→ **OBJECTIVE**
Please arrange all of the material below as a numbered list, omitting blank lines and the pictures.

→ **RECORD SET**
..............................
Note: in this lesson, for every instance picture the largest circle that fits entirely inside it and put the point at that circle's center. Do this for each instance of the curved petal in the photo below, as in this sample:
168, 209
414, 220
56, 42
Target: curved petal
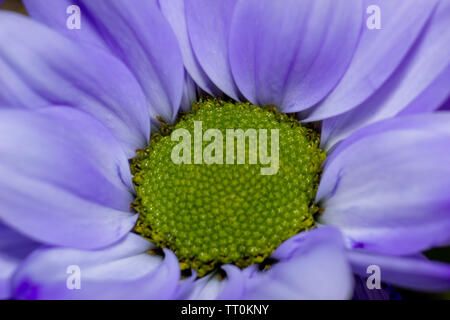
420, 83
292, 53
378, 54
208, 24
123, 271
40, 67
212, 288
13, 249
416, 273
362, 292
65, 179
139, 35
315, 269
386, 186
189, 93
174, 12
..............................
→ **RESULT OF THIS EXERCISE**
1. Note: in this lesson, for every instance picture the largest circle that fits entirely inside it and put the point at that circle's center. Do this for each instance of the curved petal in the photo below, as in this sample:
2. 168, 209
3. 414, 220
4. 56, 42
5. Target: curved petal
6. 420, 83
7. 292, 53
8. 378, 54
9. 208, 24
10. 123, 271
11. 40, 67
12. 212, 288
13. 13, 249
14. 416, 273
15. 362, 292
16. 65, 179
17. 139, 35
18. 315, 269
19. 386, 186
20. 189, 93
21. 174, 12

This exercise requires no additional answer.